## Dataset entries

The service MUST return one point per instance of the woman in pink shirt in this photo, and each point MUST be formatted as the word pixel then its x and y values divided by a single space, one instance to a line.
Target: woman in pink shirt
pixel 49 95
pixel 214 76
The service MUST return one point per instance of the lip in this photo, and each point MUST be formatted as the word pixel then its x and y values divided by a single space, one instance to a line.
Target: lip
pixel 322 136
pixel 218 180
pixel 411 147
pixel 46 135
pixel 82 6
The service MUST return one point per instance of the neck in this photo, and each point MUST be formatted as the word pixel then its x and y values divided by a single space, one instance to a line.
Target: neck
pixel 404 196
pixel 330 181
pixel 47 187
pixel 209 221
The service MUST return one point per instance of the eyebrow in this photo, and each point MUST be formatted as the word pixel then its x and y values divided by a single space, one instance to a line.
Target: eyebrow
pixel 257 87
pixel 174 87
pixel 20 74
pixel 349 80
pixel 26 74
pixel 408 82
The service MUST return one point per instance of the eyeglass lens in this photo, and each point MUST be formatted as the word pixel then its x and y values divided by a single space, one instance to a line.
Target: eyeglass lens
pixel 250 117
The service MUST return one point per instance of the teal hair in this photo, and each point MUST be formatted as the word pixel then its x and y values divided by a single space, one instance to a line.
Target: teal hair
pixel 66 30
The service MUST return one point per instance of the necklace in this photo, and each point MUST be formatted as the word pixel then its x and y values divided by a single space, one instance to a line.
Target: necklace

* * *

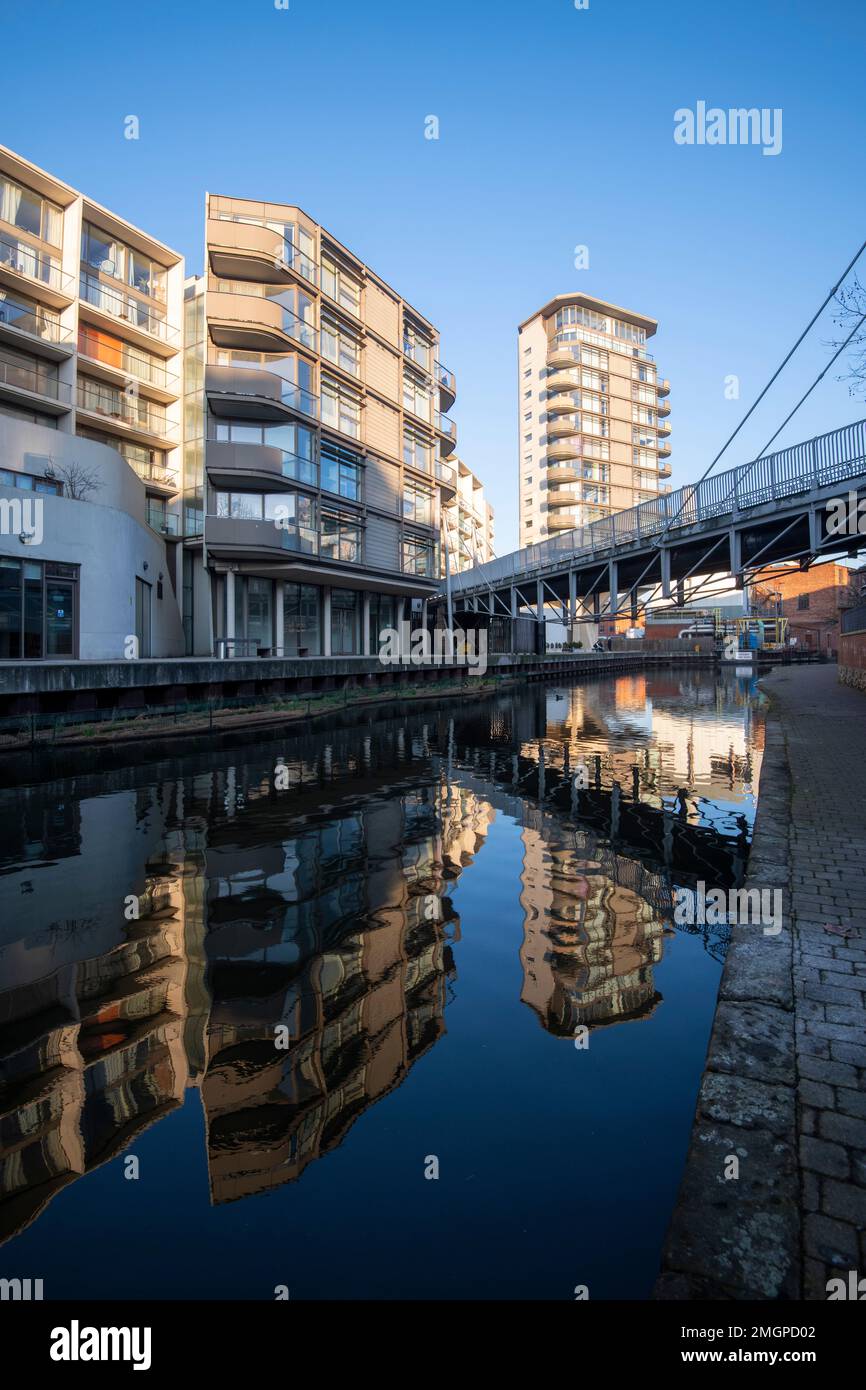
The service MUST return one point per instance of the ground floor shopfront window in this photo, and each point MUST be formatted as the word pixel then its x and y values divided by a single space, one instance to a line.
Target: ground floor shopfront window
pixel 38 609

## Task requirements
Copy out the records above word for word, starting at the line that contains "The service MUST return one point per instance of the lip" and ending after the line that contains "pixel 209 221". Include both of those lines and nothing else.

## Written answer
The service MUST return one point per instance of the lip in this photo, and each point MUST be formatted as the word pixel then its x and y values divided by a single space, one instance to a line.
Target: lip
pixel 322 136
pixel 218 180
pixel 411 147
pixel 46 135
pixel 82 6
The service MUST return one point per instance of the neck in this photo, and each point MUST be formatted as the word pixel then its x and y values divided by a single space, one instance to a line.
Target: neck
pixel 404 196
pixel 330 181
pixel 47 187
pixel 209 221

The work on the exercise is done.